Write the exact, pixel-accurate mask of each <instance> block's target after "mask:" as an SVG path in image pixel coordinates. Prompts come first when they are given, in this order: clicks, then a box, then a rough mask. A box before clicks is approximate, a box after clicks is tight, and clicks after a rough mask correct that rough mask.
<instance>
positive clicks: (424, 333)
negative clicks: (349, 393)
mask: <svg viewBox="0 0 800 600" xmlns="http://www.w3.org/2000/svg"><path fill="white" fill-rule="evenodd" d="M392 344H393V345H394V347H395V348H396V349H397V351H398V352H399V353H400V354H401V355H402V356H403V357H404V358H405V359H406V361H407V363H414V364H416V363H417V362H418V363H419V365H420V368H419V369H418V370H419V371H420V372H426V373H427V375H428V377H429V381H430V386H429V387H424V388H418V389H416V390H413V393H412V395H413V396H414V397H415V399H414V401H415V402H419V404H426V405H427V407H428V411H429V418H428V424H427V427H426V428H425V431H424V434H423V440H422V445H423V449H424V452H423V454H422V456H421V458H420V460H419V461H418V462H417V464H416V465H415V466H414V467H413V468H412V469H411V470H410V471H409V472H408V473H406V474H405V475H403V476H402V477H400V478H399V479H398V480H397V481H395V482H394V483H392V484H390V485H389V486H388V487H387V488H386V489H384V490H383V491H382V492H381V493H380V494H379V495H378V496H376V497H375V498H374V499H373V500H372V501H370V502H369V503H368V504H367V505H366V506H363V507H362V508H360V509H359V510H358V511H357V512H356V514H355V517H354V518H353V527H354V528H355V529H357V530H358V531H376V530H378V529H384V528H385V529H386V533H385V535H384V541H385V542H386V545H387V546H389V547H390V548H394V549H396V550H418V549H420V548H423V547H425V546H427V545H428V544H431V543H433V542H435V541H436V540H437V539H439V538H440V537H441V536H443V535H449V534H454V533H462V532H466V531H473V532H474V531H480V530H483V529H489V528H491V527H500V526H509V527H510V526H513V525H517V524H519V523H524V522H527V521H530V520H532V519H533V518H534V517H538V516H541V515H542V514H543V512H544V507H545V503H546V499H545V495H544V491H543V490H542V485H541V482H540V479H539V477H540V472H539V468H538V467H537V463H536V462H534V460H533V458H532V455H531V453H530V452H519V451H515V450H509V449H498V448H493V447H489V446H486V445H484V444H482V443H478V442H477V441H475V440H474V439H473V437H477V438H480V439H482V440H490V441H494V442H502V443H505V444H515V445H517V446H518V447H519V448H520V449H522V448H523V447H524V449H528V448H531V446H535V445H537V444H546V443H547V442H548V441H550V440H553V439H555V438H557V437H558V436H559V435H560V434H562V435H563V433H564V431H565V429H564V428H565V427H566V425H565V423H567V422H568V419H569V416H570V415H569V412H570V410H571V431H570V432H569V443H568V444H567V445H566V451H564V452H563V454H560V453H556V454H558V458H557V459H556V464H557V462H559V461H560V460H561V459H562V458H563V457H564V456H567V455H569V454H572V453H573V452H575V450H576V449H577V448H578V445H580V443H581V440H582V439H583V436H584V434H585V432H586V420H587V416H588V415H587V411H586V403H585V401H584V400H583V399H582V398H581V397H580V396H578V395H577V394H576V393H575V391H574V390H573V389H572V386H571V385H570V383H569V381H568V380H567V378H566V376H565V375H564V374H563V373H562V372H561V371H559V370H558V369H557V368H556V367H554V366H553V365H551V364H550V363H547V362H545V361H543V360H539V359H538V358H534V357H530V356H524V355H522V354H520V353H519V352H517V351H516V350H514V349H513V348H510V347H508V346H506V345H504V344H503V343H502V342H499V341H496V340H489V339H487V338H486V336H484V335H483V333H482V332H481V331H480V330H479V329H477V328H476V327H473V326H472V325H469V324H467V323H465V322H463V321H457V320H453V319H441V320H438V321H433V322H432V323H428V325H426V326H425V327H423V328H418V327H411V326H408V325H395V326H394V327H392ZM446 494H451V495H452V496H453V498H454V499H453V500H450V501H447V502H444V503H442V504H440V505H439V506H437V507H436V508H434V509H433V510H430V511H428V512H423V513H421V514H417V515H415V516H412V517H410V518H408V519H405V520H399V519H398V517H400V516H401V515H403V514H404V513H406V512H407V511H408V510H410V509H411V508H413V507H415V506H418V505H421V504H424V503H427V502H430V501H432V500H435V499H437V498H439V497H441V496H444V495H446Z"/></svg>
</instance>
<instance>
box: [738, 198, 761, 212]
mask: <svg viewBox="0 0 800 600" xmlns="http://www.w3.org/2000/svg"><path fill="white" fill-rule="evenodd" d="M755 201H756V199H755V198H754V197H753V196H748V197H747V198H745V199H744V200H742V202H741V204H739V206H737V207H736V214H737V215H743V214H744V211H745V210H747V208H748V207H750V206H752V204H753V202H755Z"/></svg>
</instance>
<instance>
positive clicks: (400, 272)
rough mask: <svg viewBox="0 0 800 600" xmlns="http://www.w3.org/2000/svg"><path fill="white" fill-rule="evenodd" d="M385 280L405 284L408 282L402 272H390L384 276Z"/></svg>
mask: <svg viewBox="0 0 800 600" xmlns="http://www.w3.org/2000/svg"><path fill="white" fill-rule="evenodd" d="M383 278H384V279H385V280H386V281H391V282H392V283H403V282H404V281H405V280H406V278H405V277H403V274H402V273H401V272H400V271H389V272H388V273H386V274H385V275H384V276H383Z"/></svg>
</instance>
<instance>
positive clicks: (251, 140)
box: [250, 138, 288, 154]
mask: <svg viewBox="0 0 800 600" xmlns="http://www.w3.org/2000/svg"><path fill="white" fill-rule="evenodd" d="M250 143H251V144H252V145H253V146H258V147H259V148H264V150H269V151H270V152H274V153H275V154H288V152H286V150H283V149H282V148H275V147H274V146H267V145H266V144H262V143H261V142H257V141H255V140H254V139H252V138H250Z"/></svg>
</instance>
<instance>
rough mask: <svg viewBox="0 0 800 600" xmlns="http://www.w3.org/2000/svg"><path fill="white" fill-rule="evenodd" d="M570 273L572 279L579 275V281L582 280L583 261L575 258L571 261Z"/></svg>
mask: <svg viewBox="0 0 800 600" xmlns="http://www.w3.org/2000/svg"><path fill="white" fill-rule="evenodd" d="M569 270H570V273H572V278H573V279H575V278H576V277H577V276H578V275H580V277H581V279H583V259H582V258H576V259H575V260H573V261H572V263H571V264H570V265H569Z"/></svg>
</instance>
※ ※ ※
**TASK:** Rewrite everything from the start of the material down to and including the line containing "negative clicks: (349, 393)", changing "pixel-accurate" to "precise" and keeping everything else the same.

**ANSWER TO THE PROBLEM:**
Write the exact, precise mask of each <instance> block's target after "mask:" as an SVG path in image pixel coordinates. Prompts come first when they are given, in this order: clicks, then a box, then a rough mask. A box before clicks is approximate, a box after clicks is tight, and clicks after a rough mask correct that rough mask.
<instance>
positive clicks: (424, 333)
negative clicks: (349, 393)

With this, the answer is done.